Your instructions - Pull each line holding the word "below" from the data.

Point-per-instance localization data

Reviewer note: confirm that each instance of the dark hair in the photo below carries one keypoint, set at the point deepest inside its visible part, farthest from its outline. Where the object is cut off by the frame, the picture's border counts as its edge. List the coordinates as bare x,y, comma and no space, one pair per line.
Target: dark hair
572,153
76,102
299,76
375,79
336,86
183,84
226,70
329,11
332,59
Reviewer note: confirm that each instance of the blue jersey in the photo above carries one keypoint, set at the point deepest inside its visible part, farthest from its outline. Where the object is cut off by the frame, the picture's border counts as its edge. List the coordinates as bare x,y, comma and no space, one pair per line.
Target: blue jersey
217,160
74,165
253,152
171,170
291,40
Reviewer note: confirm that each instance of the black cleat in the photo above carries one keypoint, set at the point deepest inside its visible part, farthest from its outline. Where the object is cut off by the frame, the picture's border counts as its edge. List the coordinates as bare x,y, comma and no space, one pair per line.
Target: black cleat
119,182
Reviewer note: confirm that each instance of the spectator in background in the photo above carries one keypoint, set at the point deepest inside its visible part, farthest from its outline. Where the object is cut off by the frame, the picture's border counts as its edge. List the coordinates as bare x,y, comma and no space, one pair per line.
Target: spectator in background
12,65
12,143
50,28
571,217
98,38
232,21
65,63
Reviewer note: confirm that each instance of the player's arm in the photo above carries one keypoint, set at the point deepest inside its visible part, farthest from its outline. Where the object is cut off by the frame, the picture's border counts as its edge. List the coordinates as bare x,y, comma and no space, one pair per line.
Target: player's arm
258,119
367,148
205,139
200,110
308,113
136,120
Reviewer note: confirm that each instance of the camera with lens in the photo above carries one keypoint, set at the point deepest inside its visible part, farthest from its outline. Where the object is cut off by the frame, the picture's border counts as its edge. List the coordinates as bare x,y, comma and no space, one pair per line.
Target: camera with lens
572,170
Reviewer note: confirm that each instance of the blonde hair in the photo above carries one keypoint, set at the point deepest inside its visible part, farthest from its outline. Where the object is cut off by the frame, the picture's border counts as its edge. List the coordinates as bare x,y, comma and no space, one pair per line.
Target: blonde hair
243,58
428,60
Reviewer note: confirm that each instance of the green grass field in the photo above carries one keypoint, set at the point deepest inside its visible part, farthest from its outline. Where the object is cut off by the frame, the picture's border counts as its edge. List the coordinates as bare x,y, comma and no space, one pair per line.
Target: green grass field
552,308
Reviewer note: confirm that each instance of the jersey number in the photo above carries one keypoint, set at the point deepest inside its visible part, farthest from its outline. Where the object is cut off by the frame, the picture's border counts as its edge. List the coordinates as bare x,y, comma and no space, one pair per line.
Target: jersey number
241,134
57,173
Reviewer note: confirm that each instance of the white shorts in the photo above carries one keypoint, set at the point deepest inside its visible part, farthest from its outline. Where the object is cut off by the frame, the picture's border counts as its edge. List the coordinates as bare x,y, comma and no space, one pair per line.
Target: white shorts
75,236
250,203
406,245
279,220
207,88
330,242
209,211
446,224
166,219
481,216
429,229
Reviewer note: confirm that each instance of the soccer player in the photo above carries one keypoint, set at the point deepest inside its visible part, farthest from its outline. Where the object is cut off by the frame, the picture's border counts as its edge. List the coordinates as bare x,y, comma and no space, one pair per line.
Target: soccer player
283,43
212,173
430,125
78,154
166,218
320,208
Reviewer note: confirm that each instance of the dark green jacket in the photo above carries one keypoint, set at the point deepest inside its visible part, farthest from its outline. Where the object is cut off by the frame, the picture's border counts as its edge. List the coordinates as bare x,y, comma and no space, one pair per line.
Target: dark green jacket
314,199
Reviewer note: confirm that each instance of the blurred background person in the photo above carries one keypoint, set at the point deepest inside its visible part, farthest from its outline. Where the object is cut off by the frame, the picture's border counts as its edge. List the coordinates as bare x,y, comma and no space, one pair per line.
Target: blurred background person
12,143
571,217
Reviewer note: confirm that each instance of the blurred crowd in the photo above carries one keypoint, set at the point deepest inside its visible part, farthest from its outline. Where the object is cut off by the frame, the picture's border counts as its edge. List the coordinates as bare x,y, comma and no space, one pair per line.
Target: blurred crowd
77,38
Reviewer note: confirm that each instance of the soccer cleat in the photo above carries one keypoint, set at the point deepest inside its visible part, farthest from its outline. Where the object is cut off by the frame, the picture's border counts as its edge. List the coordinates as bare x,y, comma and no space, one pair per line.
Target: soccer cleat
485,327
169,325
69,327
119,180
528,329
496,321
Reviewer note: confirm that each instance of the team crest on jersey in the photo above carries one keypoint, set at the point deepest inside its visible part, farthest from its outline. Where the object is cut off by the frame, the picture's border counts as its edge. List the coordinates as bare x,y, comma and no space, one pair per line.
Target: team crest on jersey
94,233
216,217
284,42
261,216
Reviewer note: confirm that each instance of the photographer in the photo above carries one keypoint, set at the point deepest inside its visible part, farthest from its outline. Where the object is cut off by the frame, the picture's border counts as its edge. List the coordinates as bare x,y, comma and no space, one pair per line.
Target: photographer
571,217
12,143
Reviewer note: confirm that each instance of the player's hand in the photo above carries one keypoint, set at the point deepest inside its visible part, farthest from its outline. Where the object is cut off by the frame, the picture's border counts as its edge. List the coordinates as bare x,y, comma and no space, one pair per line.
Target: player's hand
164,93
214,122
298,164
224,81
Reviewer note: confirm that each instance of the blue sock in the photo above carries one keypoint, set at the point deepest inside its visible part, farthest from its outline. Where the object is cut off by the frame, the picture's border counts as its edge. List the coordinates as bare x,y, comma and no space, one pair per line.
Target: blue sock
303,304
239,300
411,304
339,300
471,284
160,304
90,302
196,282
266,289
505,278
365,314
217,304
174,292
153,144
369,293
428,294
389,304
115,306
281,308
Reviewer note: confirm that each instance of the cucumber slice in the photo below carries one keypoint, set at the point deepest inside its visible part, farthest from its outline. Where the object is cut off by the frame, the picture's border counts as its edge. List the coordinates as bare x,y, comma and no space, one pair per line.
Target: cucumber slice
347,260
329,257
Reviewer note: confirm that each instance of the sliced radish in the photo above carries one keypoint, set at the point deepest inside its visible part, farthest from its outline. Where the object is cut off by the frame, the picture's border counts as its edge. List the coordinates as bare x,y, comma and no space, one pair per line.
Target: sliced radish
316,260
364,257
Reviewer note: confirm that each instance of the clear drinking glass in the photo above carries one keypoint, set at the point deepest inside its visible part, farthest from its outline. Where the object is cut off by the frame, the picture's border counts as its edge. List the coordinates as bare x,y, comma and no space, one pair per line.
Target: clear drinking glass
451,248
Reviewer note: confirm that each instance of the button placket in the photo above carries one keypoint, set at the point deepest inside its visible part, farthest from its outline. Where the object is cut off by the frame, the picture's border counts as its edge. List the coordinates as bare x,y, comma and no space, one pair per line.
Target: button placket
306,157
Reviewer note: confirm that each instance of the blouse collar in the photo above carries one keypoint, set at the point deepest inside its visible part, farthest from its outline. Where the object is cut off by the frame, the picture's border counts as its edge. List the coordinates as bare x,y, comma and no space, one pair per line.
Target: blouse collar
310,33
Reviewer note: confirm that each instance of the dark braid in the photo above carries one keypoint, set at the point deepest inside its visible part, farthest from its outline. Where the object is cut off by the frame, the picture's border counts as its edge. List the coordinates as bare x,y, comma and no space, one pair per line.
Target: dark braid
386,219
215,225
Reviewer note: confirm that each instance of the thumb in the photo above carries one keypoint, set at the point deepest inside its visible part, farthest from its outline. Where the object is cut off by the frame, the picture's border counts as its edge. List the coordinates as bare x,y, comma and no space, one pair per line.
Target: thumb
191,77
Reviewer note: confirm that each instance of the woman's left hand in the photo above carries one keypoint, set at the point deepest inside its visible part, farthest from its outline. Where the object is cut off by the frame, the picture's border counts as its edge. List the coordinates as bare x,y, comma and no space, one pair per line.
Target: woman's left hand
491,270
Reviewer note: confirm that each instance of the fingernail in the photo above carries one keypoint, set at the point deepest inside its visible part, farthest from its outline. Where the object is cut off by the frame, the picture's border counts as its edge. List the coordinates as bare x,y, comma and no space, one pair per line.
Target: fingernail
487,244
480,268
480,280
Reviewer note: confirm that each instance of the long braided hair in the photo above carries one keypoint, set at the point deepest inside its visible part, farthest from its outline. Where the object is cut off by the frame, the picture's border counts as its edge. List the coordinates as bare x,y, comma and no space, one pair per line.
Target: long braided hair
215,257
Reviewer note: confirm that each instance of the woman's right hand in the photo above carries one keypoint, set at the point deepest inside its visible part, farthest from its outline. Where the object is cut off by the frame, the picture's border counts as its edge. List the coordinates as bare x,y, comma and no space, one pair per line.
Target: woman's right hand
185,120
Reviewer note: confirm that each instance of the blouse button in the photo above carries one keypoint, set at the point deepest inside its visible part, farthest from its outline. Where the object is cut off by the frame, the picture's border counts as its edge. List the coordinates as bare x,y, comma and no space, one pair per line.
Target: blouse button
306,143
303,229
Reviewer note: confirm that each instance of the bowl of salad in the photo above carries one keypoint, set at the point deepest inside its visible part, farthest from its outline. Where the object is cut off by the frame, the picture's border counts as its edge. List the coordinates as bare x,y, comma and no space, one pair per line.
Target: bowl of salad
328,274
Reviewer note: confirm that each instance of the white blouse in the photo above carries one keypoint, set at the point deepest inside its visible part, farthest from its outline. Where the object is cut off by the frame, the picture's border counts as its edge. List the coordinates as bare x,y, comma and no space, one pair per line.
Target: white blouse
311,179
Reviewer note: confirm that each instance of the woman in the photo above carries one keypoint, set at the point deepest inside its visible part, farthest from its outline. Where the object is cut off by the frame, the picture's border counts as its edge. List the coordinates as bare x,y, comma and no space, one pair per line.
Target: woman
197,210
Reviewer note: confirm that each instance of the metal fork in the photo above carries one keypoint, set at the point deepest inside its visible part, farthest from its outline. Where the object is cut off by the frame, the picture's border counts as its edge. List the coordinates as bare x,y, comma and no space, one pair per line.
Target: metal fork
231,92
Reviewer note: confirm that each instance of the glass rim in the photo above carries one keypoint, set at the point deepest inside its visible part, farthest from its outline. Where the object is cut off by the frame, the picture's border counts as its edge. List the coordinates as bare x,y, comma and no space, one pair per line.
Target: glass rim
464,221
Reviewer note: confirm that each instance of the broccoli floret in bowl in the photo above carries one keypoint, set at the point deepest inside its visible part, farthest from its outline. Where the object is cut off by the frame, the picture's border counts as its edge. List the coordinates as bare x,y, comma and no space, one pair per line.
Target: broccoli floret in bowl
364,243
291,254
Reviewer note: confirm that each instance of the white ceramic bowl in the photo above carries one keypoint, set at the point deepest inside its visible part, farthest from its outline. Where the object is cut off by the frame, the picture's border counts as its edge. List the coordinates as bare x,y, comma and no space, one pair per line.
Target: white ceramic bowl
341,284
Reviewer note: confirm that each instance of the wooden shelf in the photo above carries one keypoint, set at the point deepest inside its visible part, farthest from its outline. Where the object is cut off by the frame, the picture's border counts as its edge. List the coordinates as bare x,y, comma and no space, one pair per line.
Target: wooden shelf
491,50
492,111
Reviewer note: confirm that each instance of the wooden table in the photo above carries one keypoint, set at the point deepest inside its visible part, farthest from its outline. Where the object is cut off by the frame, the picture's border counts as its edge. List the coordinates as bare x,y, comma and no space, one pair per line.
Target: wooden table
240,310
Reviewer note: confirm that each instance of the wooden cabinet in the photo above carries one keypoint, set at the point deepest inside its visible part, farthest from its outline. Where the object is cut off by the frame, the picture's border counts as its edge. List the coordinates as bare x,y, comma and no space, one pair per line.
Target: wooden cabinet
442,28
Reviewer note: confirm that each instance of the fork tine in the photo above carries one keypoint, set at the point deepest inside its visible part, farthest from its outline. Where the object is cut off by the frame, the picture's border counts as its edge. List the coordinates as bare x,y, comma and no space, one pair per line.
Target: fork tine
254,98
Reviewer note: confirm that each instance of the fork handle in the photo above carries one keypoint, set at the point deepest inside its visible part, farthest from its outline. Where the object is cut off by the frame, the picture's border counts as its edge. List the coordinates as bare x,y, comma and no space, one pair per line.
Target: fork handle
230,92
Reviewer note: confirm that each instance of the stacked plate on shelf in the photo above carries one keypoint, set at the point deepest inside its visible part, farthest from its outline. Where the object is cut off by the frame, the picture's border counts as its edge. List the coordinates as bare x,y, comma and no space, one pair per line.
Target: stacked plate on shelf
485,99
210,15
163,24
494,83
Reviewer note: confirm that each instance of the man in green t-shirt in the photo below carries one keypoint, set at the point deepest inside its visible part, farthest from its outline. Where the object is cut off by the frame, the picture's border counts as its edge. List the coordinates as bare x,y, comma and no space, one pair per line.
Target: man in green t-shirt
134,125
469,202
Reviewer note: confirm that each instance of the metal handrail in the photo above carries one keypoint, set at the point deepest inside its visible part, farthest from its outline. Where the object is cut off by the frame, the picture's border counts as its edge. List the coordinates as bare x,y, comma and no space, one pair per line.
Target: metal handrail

Final answer -
Reviewer note: confirm that each instance of the dark hair in the photo below carries one keypoint, set at the point deepest inside its visible part, farthest from its outline. Where the object is cut off by the frame, the picture's border counts as its edge. List the coordinates as bare x,y, comma and no space, one pair per line.
Reviewer note: confirm that each instance of the cucumber slice in the photo below carries one keypoint, set at the point deepest inside its visible part, farthest from its outline. Where the object is cut off by the frame, the picture's border counts as its edge. List the coordinates as bare x,y, comma and no space, one pair per line.
Reviewer note: confirm that each instance of the man in green t-shirt in the photo below carries one keypoint, set at the point deepest inside its visible part, farthest from its outline. Where the object is cut off by the frame, the picture's border counts as its edge. List the coordinates as bare x,y, comma and no space, one pair per line.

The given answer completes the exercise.